▶ **Problem description**: Below are records; transcribe only the line with "compact shape [52,269]." and those after it, through the last line, without any change.

# start of Provided records

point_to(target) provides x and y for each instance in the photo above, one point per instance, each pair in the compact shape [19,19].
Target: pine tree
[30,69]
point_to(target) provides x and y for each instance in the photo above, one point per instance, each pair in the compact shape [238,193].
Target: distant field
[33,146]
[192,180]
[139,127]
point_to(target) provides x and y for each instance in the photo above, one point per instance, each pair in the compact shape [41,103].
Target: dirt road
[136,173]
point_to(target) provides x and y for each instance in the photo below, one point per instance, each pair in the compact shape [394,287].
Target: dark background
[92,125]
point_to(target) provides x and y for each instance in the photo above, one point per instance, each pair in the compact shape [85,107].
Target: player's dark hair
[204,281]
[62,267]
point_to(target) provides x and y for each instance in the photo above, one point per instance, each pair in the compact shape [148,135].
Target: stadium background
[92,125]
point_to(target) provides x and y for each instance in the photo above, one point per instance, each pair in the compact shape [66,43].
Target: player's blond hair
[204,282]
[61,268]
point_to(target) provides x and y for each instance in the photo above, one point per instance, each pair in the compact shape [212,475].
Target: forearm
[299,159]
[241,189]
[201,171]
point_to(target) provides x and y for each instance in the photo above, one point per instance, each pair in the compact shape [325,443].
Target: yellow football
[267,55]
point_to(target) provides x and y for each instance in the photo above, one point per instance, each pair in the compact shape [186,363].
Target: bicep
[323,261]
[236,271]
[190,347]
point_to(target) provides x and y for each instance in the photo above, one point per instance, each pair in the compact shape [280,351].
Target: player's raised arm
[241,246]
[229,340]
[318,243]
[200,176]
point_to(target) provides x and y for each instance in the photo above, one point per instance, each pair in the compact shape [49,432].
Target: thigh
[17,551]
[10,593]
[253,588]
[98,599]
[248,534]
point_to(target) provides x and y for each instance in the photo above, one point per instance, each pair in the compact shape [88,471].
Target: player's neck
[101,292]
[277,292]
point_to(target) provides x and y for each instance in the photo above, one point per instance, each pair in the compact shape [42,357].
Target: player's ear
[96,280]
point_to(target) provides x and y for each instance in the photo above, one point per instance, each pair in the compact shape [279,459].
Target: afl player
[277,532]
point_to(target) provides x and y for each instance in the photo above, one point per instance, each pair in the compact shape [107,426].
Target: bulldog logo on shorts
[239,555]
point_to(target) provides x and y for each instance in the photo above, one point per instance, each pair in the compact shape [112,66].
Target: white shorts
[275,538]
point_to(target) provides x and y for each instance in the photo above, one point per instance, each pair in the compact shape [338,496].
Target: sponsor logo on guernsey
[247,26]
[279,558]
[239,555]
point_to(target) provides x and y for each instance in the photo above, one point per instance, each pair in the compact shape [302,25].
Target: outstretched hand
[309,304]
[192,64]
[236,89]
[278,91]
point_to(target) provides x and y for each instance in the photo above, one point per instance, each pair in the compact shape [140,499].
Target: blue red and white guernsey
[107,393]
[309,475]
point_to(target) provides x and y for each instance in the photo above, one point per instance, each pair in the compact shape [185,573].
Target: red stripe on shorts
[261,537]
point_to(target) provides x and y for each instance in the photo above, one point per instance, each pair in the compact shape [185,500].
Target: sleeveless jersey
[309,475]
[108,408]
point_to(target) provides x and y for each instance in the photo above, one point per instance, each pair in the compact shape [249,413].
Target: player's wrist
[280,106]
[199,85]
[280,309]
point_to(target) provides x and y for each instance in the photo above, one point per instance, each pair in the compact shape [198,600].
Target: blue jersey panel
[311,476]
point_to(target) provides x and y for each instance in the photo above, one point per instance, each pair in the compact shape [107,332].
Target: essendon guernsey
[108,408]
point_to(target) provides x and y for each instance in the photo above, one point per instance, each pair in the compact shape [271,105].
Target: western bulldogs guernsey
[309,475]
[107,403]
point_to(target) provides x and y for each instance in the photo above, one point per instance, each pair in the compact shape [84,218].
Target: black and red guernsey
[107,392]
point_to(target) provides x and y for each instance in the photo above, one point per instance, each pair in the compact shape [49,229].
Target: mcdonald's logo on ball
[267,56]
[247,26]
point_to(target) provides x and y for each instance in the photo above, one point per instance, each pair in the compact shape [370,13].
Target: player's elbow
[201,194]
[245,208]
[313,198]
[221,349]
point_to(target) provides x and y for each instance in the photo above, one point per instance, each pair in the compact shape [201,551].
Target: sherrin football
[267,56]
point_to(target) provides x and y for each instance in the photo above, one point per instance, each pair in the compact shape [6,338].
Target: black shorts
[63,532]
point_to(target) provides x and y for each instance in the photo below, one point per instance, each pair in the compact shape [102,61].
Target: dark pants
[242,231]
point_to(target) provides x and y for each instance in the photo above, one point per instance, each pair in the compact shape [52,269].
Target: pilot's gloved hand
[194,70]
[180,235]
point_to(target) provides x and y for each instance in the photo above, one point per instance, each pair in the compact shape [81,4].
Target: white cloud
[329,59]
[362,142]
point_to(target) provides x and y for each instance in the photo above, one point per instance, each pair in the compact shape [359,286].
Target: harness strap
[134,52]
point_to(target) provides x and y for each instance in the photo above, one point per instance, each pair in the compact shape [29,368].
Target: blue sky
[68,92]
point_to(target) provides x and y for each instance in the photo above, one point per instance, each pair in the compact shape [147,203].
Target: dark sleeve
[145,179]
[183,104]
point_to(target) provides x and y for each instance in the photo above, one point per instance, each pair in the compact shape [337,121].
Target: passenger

# end of Provided records

▶ **Solved exercise**:
point_to(target) provides x and y for each instance in the photo above, one point per instance, each pair in the compact shape [52,269].
Target: pilot's gloved hand
[194,70]
[180,235]
point_to(target) provides x and y for each instance in the photo above, one point per instance, each pair in the compact shape [81,4].
Target: white cloud
[329,59]
[362,142]
point_to(target) provides x and y for each instance in the photo above, one point per instance, each pair in the compact shape [359,286].
Target: harness strap
[134,52]
point_to(target) provides x and y for each instance in the photo above, one point per instance, each pair in the compact shape [29,368].
Target: blue sky
[68,92]
point_to(target) provides x and y for each instance in the photo above, one point per instance, each pair in the compact shape [147,203].
Target: dark sleeve
[145,179]
[183,104]
point_to(target) provides x and y for each instance in the photo above, one point per instance, each pair in the compact shape [337,121].
Target: passenger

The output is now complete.